• EXERCISE TEXT:
Segment Open

After her divorce was granted, she provided her former husband's cult with a statement saying the things she had said were exaggerated and false.
A St. Petersburg Times reporter found the original divorce document on file in the Los Angeles County Superior Court basement after a lengthy search. The microfilm record of the document was missing from the court files.
There have been emotional problems concerning Mr. Hubbard's children, too. One of them, who originally was named Lafayette Ronald Hubbard Jr. but changed his name to deWolfe (his father claimed descent from a Normandy de Loup family) once started to be publicly critical of Scientology. He has dropped out of the limelight.
Another son, Quentin, was found in a coma in a car on a back road near Las Vegas, a hose running from the exhaust pipe into the car. He died several days later in hospital without regaining consciousness.
There were no licence plates on the car and no identification on the 20-year-old Mr. Hubbard. His identification papers were found under a rock nearby. His death was officially called a suicide and attributed to carbon monoxide poisoning. There has been no explanation of the peculiar circumstances.

Segment Closed

• DATA SECTION:

Segment Open

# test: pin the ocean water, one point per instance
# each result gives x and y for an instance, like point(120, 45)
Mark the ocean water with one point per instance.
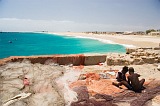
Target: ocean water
point(27, 44)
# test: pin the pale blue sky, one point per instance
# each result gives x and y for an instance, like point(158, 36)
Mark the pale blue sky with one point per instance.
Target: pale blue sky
point(79, 15)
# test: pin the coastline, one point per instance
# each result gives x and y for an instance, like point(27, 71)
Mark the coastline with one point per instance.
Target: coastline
point(129, 41)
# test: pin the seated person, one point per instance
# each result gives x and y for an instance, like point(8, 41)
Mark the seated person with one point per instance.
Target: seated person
point(121, 78)
point(134, 83)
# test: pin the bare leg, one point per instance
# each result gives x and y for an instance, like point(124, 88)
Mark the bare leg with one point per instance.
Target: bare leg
point(141, 83)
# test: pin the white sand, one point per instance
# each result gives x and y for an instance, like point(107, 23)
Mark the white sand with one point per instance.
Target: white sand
point(126, 40)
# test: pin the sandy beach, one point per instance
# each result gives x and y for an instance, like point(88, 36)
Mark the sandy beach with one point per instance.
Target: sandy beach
point(126, 40)
point(71, 80)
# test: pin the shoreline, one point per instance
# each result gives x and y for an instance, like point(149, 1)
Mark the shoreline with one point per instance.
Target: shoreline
point(128, 41)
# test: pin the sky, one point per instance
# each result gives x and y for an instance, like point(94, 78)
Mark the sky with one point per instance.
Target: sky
point(79, 15)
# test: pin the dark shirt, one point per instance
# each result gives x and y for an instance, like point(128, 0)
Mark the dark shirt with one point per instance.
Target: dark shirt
point(121, 77)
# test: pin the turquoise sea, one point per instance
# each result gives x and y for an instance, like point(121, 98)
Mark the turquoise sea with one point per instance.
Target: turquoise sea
point(27, 44)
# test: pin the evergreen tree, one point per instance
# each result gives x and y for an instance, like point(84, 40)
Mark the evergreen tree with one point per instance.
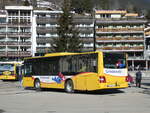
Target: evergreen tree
point(68, 40)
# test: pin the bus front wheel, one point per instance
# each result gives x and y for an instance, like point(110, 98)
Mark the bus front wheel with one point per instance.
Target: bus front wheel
point(69, 88)
point(37, 85)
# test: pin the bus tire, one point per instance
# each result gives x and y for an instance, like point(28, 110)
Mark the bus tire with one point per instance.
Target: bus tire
point(69, 87)
point(37, 85)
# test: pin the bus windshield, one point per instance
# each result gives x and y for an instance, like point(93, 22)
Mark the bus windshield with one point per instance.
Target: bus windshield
point(114, 60)
point(6, 67)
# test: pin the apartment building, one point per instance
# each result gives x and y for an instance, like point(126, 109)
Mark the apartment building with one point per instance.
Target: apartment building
point(46, 29)
point(120, 31)
point(15, 32)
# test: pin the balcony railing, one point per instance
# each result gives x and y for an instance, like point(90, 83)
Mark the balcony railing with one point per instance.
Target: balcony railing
point(120, 39)
point(16, 54)
point(15, 43)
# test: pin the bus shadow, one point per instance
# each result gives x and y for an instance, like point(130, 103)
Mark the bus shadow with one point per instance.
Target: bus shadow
point(97, 92)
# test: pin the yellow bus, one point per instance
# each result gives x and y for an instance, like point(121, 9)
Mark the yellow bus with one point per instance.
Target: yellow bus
point(9, 70)
point(76, 71)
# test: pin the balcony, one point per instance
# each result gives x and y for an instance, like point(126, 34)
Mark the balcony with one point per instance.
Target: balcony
point(16, 54)
point(15, 43)
point(120, 39)
point(138, 48)
point(46, 30)
point(44, 20)
point(120, 21)
point(3, 43)
point(117, 30)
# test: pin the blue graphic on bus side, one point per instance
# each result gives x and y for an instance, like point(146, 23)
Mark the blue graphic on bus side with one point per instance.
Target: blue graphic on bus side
point(57, 79)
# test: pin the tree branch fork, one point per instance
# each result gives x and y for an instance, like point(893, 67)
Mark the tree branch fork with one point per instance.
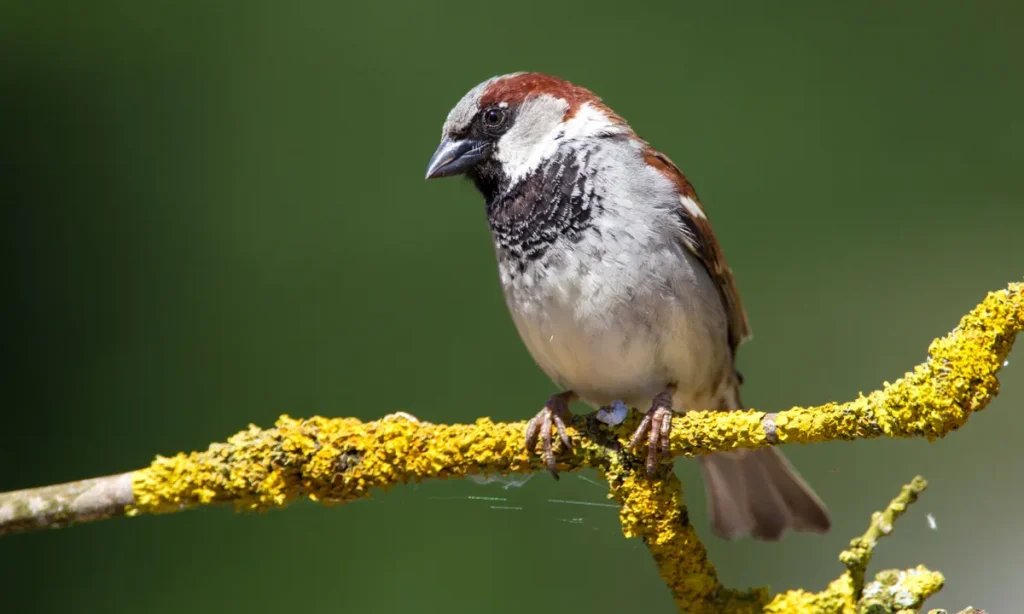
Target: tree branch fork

Segment Closed

• USING THE INFORMATION:
1. Answer from the text about Mr. Hubbard's family:
(a) Where did a St. Petersburg Times reporter find the original divorce document?
(b) What name did Lafayette Ronald Hubbard Jr. change his name to?
(c) Where were Quentin's identification papers found?
2. Reproduce the passage of the text about Mr. Hubbard's family, starting with "There were no" and going on through "the peculiar circumstances.".

• SET OF ANSWERS:
1.
(a) In the Los Angeles County Superior Court basement.
(b) deWolfe.
(c) Under a rock nearby.

2.
There were no licence plates on the car and no identification on the 20-year-old Mr. Hubbard. His identification papers were found under a rock nearby. His death was officially called a suicide and attributed to carbon monoxide poisoning. There has been no explanation of the peculiar circumstances.